§ **Objective**
Reproduce the listing below with every instance of "Spot" changed to "Locate" and all other text left unchanged. Omit the pictures from your response.

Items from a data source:
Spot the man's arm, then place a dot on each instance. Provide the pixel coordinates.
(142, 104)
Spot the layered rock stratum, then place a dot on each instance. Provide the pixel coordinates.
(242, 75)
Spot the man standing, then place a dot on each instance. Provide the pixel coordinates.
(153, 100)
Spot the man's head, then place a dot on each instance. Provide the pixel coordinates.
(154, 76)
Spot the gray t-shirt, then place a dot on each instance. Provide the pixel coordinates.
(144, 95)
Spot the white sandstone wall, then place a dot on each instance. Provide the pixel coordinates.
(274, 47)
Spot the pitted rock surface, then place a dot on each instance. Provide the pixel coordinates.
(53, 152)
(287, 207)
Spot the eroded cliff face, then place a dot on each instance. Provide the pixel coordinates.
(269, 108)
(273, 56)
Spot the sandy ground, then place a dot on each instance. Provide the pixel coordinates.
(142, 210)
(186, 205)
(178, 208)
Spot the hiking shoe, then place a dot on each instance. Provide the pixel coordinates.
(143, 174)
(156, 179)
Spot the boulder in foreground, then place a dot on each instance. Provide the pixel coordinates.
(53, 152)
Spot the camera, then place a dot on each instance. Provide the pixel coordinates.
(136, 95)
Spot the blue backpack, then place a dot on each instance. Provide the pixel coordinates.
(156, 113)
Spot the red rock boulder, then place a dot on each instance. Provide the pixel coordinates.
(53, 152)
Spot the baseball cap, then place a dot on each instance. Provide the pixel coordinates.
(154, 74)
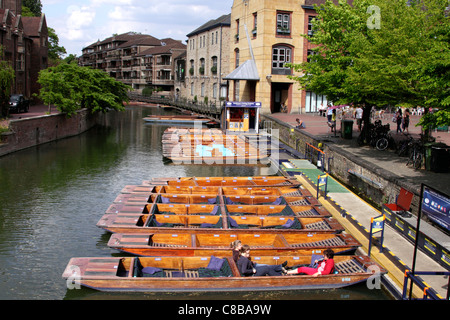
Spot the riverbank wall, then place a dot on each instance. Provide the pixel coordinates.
(30, 132)
(369, 181)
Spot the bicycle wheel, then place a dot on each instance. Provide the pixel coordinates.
(382, 144)
(418, 161)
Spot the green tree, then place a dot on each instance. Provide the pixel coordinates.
(7, 76)
(71, 87)
(380, 52)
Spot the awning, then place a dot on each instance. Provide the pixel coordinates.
(246, 71)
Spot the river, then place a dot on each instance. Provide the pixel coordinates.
(52, 196)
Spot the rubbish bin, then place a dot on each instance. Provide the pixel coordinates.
(440, 158)
(346, 129)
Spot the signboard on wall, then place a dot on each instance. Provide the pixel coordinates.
(436, 206)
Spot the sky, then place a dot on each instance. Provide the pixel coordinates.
(83, 22)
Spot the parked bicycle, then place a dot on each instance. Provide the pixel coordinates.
(416, 155)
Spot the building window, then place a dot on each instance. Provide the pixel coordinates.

§ **Complete output**
Locate the man's arm, then place a dot on each instance. Provide the pixel coordinates.
(142, 104)
Locate the layered rock stratum, then place a dot on each instance. Provide the pixel coordinates.
(242, 75)
Locate the man standing, then place a dot on each instance. Provide the pixel coordinates.
(153, 100)
Locate the man's head, then place a dot on each instance. Provide the pixel coordinates.
(154, 76)
Locate the gray t-shirt, then place a dot on each instance. Provide the pixel coordinates.
(144, 95)
Locate the white sandstone wall, then place a dot on each instance. Provide the pixel coordinates.
(274, 47)
Locate the pitted rock surface, then place a dot on each instance. Provide the pixel coordinates.
(53, 152)
(287, 207)
Locate the eroded cliff face, then place a dot on each instance. Provide the pixel coordinates.
(269, 108)
(273, 56)
Locate the sandy ground, then place a dot on each instance. Provide the pixel coordinates.
(142, 210)
(186, 205)
(178, 208)
Locate the hiking shoe, then place a dot on each instance. Provide the pixel coordinates.
(143, 174)
(156, 179)
Locate the boulder in foreground, then place a dot on each instance. Provide the pixel coordinates.
(53, 152)
Locate the camera, then place a dot on each instance. Provide the pixel coordinates.
(136, 95)
Locate the blue backpack, then place a dot on each instance. Provide the pixel coordinates.
(156, 113)
Locate the red rock boulder, then place a dot on each instance. Provide the pixel coordinates.
(53, 152)
Locate the baseball cap, then place a dot on each instance. Provide the pixel coordinates.
(154, 74)
Locate the riverbank wall, then place a dot on each instance. Provide the pixel coordinates.
(30, 132)
(369, 181)
Locate the bicycle wheel, then place a dot on each instance. Provide the pixel coordinates.
(382, 144)
(418, 161)
Locate the green tree, then place a dot on each instance. Provide the pixel coordinates.
(7, 76)
(71, 87)
(380, 52)
Locate the awning, then place a dot on each instance. Provide the pixel coordinates.
(246, 71)
Locate the river, then place a dot on each instance. Provide the pixel coordinates.
(52, 196)
Locate the rubbish bin, then place a dot on each instance. Provide the pixel coordinates.
(440, 158)
(346, 129)
Locate the signboard on wall, then place a dot on each instance. Provide the pixel coordinates.
(436, 206)
Locate the sky, then place a dot on each instance. Provide the pixel coordinates.
(83, 22)
Locate the parked bicycle, then place a dot on each instance. Provide the pixel coordinates.
(416, 155)
Locate the building window, then place a dot on each instance. Provide the pixel coordinates.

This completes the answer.